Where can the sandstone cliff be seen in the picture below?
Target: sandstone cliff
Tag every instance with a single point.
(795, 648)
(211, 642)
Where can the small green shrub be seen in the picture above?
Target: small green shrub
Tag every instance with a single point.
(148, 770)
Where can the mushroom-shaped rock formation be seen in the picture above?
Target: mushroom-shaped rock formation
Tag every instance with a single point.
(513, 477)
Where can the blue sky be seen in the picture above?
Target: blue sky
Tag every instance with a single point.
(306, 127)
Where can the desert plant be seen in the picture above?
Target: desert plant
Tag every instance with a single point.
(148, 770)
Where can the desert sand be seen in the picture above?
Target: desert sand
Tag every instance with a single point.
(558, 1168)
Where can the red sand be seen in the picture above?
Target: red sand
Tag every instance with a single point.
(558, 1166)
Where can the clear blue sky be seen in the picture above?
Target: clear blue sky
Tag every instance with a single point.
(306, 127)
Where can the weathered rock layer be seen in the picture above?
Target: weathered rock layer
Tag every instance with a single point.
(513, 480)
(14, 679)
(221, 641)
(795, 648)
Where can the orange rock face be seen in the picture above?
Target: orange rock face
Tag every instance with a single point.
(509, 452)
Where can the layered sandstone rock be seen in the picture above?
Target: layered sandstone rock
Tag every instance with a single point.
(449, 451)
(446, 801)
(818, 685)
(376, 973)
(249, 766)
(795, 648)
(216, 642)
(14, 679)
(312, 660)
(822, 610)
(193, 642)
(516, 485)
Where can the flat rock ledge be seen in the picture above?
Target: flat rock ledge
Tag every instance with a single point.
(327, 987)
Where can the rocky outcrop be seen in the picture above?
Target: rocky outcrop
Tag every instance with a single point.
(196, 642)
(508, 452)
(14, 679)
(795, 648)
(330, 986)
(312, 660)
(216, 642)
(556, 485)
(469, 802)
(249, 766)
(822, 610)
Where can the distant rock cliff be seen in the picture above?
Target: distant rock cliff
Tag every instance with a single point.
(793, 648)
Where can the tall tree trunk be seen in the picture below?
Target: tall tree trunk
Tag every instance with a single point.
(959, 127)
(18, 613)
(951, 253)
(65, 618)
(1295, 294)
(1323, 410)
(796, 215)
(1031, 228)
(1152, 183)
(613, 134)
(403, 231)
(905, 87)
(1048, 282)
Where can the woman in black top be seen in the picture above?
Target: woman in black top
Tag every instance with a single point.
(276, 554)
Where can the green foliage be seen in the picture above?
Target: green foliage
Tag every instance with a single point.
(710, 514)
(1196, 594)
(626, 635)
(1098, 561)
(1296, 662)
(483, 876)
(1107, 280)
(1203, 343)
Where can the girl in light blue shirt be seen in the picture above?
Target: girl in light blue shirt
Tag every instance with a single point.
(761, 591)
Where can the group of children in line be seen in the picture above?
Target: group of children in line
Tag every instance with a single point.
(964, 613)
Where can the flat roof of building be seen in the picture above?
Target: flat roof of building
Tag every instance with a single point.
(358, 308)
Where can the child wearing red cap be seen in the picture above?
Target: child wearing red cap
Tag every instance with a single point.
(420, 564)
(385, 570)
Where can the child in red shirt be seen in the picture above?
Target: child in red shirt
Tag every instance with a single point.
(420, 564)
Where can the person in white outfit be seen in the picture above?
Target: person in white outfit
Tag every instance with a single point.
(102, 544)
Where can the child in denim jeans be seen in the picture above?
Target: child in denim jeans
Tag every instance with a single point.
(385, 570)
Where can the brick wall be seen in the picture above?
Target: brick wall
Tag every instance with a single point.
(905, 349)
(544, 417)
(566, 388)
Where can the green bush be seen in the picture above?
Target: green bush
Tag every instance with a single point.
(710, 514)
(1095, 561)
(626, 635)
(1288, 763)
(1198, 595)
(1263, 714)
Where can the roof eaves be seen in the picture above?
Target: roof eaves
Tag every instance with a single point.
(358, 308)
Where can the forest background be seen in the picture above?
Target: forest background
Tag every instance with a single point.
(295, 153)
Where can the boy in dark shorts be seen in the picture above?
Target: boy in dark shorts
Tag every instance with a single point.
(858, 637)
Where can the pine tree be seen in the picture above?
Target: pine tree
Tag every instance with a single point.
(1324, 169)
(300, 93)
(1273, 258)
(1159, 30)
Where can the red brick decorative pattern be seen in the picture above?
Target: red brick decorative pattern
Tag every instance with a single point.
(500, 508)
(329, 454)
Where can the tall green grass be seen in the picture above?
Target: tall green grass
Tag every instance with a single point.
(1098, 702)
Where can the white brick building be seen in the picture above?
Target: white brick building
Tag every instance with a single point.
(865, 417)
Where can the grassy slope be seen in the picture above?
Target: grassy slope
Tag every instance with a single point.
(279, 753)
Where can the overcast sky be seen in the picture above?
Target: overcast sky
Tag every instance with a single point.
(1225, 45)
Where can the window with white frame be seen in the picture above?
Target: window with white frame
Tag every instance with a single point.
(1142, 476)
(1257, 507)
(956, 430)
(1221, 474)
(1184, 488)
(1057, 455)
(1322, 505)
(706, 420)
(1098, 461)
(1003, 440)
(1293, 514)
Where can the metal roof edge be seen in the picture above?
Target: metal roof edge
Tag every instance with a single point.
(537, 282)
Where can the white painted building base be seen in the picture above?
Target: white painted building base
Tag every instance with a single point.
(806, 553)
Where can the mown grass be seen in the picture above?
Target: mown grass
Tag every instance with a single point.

À FAIRE → Recopiez l'ensemble du matériau ci-dessus, ligne par ligne, sans y changer quoi que ce soit.

CORRIGÉ →
Where can the sandstone cliff be seen in the picture below?
Target: sandstone cliff
Tag every instance with a single point.
(795, 648)
(211, 642)
Where can the small green shrub be seen in the picture above?
Target: small green shrub
Tag every instance with a single point.
(148, 770)
Where can the mushroom-shaped rock formation be seen in the picture above?
Target: mushroom-shaped rock formation
Tag every instance with a single point.
(513, 477)
Where can the blue sky be seen in the picture above?
Target: blue sky
Tag every instance with a single point.
(306, 127)
Where can the desert plant be seen in the picture above?
Target: desert plant
Tag every instance with a single point.
(148, 770)
Where can the desert sand be seen in the picture above?
Target: desert sand
Tag every instance with a single point.
(558, 1168)
Where can the red sand be seen in the picture above?
Target: red sand
Tag every instance with a single point.
(558, 1166)
Where can the clear blue sky be seen in the picture above?
Target: clear blue sky
Tag every instance with a single point.
(306, 127)
Where can the weathered rock layer be seen in the picture above?
Target: weathered rock layer
Tag every instance with a single point.
(513, 480)
(14, 679)
(221, 641)
(795, 648)
Where can the orange rock face be seen in the picture above?
Target: orange rock face
Tag every instance with a single point.
(509, 452)
Where can the layered sandstone rock be seen in the picture above?
Target: layered sandstone rock
Tag every instance with a single point.
(449, 451)
(446, 801)
(818, 685)
(376, 973)
(249, 766)
(795, 648)
(216, 642)
(14, 679)
(312, 660)
(822, 610)
(193, 642)
(516, 485)
Where can the flat rock ledge be seen in the picture above?
Target: flat rock ledge
Tag every instance with a single point.
(327, 987)
Where can the rocky outcrop be seen in the picture above?
Target: rocky outcrop
Tag every instance with a single point.
(196, 642)
(508, 452)
(14, 679)
(795, 648)
(330, 986)
(312, 660)
(216, 642)
(556, 485)
(469, 802)
(249, 766)
(822, 610)
Where can the distant rock cliff be seen in the picture above?
Target: distant rock cliff
Tag every instance with a single point.
(793, 648)
Where can the tall tree trunk be seen in the picture below?
Target: tall tree trunk
Tag every instance with a single point.
(959, 127)
(18, 613)
(951, 253)
(65, 618)
(1295, 294)
(1323, 410)
(796, 215)
(1031, 228)
(1152, 183)
(613, 134)
(403, 231)
(905, 87)
(1048, 282)
Where can the woman in black top be seen in the picture above?
Target: woman in black top
Tag every instance with a single point.
(276, 554)
Where can the green foliage be seen in the picture above?
Target: green foliage
Tag every instance with a single point.
(710, 514)
(1196, 594)
(626, 635)
(1098, 561)
(1296, 662)
(483, 876)
(1107, 280)
(1203, 343)
Where can the girl in light blue shirt be seen in the picture above?
Target: girl in light blue shirt
Tag every instance with a single point.
(761, 591)
Where can the group of children in line be seen in the picture above?
Target: group of children in line
Tag every instance with a single point.
(964, 613)
Where can the flat roof of building be seen in the picture above?
Target: flat roof of building
Tag every instance with a single point.
(358, 308)
Where can the child wearing red cap be seen in the picture above?
Target: child wearing red cap
Tag every instance with a single point.
(420, 564)
(385, 570)
Where can the child in red shirt be seen in the picture above?
Target: child in red shirt
Tag every instance with a single point.
(420, 564)
Where can the person in white outfit be seen in the picture above?
Target: person in white outfit
Tag every instance with a single point.
(102, 544)
Where can the child in denim jeans be seen in the picture above?
Target: child in denim jeans
Tag every instance with a single point.
(385, 570)
Where can the brick wall be seen in the picture above?
Target: brick wall
Tag every instance with a single point.
(905, 349)
(544, 417)
(566, 388)
Where can the green bush be seen in the picture above?
Target: green bush
Tag every instance with a single point.
(710, 514)
(1095, 561)
(626, 635)
(1288, 763)
(1198, 595)
(1263, 714)
Where can the roof eaves be seen in the picture above?
Target: roof eaves
Tag every instance with a single point.
(358, 308)
Where can the forest background be seen in the picture above?
Target: forest background
Tag every instance with a single point.
(295, 153)
Where can the boy in dark shorts be seen in the picture above?
Target: boy in dark shorts
Tag every instance with a single point.
(858, 637)
Where can the pine tree be seen in the picture above?
Target: pine tree
Tag every instance with a single point.
(1324, 169)
(300, 93)
(1273, 258)
(1159, 30)
Where can the red brick decorative pattern be seen in the picture above?
Target: red brick decorative pattern
Tag every instance with a single point.
(500, 508)
(329, 454)
Where can the tall green grass be seen in the picture above?
Target: tall green grass
Tag every instance with a single point.
(1098, 702)
Where can the white brick building be seen in the picture above?
Target: white brick building
Tag every instance with a single point.
(865, 417)
Where can the grassy slope be seen in the picture above?
Target: grassy slope
Tag every instance with a single point.
(279, 753)
Where can the overcast sky be seen in the picture above?
Target: overcast sky
Tag every instance with a single point.
(1225, 45)
Where can the window with white frame be seen in the picture above?
Target: window with white frame
Tag every instance with a single point.
(1142, 476)
(1257, 507)
(956, 430)
(1221, 474)
(1184, 488)
(1057, 455)
(1322, 505)
(706, 420)
(1098, 461)
(1003, 440)
(1293, 514)
Where can the metal roof edge be seen in the picture above?
Target: metal roof edge
Tag every instance with a single point.
(537, 282)
Where can the white painted building base be seen in the picture above?
Target: white painted building base
Tag every instance with a single point.
(806, 553)
Where can the mown grass be seen in the picture above?
Target: mown grass
Tag every instance with a single point.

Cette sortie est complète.